TASK INPUT
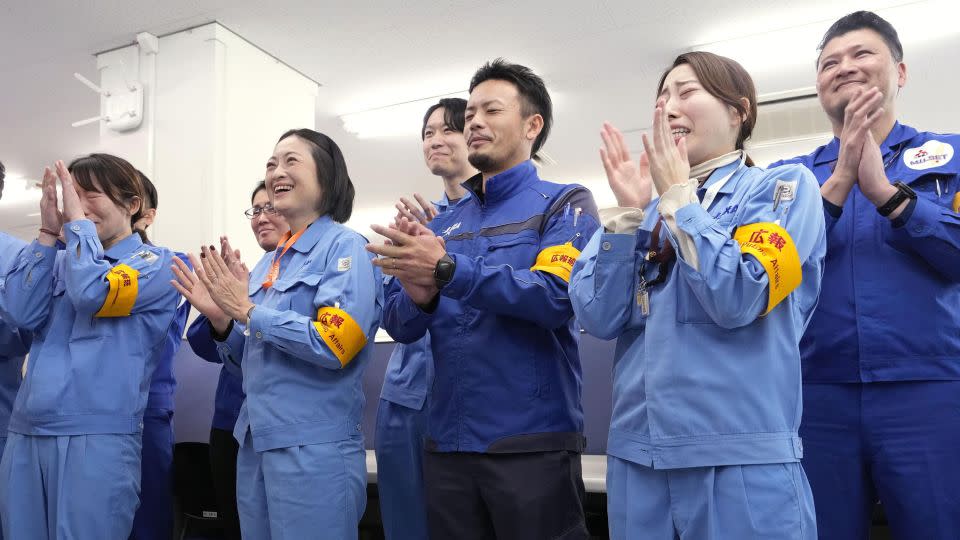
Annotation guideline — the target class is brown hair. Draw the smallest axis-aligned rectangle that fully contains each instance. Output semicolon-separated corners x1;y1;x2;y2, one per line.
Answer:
657;51;757;167
67;154;147;242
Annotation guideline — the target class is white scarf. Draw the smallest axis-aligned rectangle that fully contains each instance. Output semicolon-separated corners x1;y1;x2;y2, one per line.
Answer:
690;150;743;187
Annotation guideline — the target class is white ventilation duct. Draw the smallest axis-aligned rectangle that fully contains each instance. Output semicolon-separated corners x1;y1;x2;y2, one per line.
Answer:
747;87;833;166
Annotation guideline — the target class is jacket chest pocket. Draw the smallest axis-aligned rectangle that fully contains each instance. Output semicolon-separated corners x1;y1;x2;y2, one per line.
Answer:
910;173;957;207
270;272;323;318
484;231;540;270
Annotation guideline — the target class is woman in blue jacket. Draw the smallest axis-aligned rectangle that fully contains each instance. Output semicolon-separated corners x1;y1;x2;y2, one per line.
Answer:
570;52;825;540
0;154;179;540
177;129;383;539
187;181;290;540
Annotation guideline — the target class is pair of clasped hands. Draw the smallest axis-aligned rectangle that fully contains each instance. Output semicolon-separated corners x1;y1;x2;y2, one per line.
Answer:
367;99;690;306
600;98;690;209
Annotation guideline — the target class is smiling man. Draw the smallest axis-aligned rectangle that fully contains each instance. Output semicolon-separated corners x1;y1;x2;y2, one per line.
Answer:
375;98;476;540
368;59;598;539
768;11;960;540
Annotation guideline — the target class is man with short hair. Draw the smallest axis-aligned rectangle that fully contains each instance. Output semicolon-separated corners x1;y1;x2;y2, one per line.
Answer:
772;11;960;540
0;163;32;540
375;98;476;540
368;59;598;539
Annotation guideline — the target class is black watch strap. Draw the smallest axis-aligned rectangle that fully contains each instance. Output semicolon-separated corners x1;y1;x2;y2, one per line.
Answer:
433;253;457;289
877;182;917;217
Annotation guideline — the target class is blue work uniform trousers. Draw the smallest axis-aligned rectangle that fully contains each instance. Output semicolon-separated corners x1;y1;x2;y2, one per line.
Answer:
607;456;817;540
237;431;367;540
800;381;960;540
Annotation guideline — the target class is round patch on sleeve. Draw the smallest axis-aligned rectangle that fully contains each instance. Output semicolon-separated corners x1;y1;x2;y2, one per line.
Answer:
903;141;953;171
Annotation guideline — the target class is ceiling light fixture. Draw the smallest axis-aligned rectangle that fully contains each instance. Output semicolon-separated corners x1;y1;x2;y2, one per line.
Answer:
340;90;469;139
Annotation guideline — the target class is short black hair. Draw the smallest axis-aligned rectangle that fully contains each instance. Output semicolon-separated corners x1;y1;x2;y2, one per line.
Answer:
277;128;355;223
817;11;903;64
470;58;553;157
137;169;160;210
250;180;267;204
420;98;467;140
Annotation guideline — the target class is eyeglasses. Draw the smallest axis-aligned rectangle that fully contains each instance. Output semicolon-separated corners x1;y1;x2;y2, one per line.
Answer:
243;203;277;219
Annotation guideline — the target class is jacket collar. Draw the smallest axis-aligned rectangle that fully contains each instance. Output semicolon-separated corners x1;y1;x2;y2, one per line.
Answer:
103;231;143;262
813;122;917;165
286;216;333;253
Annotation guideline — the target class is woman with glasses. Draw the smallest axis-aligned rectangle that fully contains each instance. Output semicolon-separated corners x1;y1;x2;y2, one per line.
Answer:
0;154;180;540
570;52;825;540
177;129;383;539
187;181;290;540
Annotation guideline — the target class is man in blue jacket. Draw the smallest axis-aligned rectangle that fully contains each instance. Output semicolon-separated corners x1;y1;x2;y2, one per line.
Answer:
368;59;598;539
772;11;960;540
0;163;32;540
375;98;476;540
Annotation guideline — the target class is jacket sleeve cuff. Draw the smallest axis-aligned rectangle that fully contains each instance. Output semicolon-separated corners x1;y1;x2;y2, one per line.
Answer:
440;253;474;300
823;199;843;219
890;198;920;229
599;206;644;234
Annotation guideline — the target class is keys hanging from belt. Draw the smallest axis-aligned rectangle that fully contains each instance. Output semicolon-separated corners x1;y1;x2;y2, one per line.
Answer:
637;217;677;317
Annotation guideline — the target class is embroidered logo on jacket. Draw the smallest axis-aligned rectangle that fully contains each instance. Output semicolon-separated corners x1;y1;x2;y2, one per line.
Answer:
903;141;953;171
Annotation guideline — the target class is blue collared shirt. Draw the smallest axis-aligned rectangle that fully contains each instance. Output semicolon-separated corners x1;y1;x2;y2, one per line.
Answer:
570;163;826;468
217;216;383;452
187;315;245;433
147;253;190;411
384;161;598;453
0;219;180;436
768;123;960;383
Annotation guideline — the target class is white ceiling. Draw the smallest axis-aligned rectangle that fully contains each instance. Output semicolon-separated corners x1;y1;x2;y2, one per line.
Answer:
0;0;958;240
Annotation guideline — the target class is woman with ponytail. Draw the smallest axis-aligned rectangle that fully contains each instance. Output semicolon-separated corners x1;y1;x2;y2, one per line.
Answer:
0;154;179;540
570;52;825;540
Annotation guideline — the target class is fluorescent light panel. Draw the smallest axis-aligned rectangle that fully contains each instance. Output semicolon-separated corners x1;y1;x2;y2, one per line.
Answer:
340;90;469;139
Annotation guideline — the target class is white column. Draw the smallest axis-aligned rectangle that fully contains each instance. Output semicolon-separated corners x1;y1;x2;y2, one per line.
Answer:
97;23;318;266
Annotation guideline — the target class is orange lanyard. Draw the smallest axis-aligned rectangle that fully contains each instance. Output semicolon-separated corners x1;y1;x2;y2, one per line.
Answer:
262;227;307;289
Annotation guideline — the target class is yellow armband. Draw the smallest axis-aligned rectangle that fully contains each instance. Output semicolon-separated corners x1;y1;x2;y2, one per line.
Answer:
733;223;803;315
313;307;367;367
530;242;580;283
96;264;140;317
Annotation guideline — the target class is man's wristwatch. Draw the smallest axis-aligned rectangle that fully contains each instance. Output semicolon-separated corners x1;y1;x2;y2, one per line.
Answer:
433;253;457;289
877;182;917;217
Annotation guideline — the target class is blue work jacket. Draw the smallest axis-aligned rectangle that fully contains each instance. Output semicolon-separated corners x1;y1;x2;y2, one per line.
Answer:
772;123;960;383
380;192;470;411
384;161;598;453
570;162;826;469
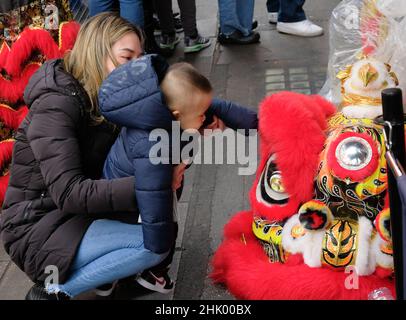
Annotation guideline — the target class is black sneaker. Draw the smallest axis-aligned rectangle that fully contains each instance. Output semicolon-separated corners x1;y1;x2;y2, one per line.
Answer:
184;35;211;53
135;270;175;293
159;33;180;50
251;20;258;31
173;17;183;33
25;283;70;300
93;280;118;297
217;30;261;44
153;12;183;36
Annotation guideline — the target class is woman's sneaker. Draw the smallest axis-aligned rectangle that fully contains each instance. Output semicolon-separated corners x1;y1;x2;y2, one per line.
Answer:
93;280;118;297
25;283;70;300
135;270;175;294
159;33;180;50
184;35;211;53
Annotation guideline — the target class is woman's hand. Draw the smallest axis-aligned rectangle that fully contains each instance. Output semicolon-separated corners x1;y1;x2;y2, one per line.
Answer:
172;162;186;191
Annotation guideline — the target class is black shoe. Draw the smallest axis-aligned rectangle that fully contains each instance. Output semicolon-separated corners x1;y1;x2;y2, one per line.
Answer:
217;30;261;44
135;269;175;294
93;280;118;297
25;284;70;300
173;17;183;33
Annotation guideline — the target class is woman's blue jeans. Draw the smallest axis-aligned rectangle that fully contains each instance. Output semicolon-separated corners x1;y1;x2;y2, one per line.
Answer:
46;219;168;297
266;0;306;22
218;0;255;36
89;0;144;28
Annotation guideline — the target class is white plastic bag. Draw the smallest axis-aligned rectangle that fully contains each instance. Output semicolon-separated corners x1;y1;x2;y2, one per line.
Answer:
320;0;406;106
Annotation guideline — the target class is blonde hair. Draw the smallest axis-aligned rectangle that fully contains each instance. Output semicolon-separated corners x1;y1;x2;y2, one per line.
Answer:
64;12;143;124
161;62;213;111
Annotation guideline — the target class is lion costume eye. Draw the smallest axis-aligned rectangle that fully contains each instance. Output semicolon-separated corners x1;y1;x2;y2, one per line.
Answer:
256;155;289;205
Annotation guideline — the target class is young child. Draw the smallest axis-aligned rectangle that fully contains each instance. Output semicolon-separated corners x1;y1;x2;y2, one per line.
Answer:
99;55;258;293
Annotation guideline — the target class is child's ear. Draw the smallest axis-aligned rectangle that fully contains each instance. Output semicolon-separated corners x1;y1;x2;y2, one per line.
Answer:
172;110;180;120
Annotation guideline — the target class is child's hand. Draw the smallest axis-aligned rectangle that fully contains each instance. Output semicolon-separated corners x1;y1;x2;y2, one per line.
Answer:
172;162;186;191
203;116;226;132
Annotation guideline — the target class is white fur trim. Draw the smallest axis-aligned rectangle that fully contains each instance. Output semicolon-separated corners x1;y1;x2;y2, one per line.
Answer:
282;214;309;254
282;214;325;268
372;234;393;269
355;217;375;276
342;105;383;119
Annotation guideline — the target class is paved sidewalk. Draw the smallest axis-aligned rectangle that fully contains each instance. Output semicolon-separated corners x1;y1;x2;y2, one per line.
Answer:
0;0;340;300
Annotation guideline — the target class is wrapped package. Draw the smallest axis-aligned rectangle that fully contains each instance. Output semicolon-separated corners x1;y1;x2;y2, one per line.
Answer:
320;0;406;107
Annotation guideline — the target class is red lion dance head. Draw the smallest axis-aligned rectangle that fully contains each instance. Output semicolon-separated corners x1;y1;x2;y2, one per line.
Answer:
211;92;394;300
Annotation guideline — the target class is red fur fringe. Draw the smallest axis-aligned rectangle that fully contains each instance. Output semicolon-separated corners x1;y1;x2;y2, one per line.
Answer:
210;211;395;300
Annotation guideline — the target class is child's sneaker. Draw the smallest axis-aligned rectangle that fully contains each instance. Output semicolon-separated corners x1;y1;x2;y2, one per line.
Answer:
135;269;175;293
185;35;211;53
159;33;180;50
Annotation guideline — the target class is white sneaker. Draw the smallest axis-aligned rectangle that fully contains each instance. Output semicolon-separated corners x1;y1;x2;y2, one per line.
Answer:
268;12;278;24
276;20;323;37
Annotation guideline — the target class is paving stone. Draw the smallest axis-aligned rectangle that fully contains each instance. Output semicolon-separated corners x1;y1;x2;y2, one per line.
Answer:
289;74;309;82
0;263;33;300
265;69;285;76
290;81;310;89
0;241;10;261
265;83;286;91
265;75;286;83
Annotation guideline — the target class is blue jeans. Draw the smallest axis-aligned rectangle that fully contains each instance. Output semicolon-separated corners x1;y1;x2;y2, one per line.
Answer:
89;0;144;28
266;0;306;22
218;0;255;36
46;219;168;297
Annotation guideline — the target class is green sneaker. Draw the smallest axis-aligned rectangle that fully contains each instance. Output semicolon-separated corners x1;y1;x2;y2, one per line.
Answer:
159;33;180;50
184;35;211;53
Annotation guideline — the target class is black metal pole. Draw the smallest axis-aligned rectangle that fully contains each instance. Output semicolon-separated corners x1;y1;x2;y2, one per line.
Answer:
382;88;406;300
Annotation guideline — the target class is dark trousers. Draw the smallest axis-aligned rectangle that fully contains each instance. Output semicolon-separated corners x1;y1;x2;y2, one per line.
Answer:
155;0;197;38
266;0;306;22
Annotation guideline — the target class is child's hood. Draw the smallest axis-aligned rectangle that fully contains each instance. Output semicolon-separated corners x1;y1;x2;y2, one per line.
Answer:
99;55;174;130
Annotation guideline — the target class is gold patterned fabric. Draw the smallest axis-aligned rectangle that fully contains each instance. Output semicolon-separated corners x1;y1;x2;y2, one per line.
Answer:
0;0;73;45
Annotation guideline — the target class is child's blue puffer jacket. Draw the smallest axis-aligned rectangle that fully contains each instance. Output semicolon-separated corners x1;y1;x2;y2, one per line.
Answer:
99;55;258;253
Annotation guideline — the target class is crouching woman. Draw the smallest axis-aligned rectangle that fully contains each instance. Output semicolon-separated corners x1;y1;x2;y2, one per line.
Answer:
0;14;170;300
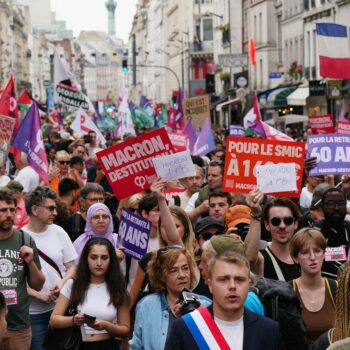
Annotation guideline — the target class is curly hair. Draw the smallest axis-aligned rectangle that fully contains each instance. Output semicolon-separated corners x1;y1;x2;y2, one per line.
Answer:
157;205;195;253
147;246;197;293
70;237;129;308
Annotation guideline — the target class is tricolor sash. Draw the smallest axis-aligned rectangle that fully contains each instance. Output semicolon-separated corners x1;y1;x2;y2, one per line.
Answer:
182;306;231;350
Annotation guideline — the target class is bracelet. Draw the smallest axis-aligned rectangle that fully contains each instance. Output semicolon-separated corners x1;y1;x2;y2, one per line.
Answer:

WORK TO BE COMPLETED
Put the lines between the line holding "Annotation guideline — the target class is woman's blue" and the line holding "256;155;289;205", inclusive, into a numbered list, leaving out blank lines.

CORRECT RESPONSE
1. Annotation guideline — the target class is woman's blue jeans. Draw the smallest axis-aligned rectangle that fully contains each instance. Output semicolon-separated corners x1;y1;x2;y2, one per line.
2. Answer:
3. 46;219;168;297
4. 266;0;306;22
5. 218;0;255;36
6. 89;0;144;28
7. Annotation guideline — the target class is white plastic bag. Draw the smallest axis-aligned rectangle that fully contains each instance. Output semicolon-separated corners x1;y1;x2;y2, one per line.
8. Answer:
9. 320;0;406;106
10. Annotation guideline — the target class is blonde hair. Draw the smallest axis-aligned rectangle that fully contains each instance. Output semicolon-separated corners x1;y1;x2;y2, one per line.
11. Answer:
12. 64;12;143;124
13. 161;62;213;111
14. Annotation guideline — the target class is lion costume eye. Draw the smallest axis-aligned rectangle that fully contains each instance. Output semicolon-separated corners x1;y1;x2;y2, one per line.
15. Answer:
16. 256;155;289;205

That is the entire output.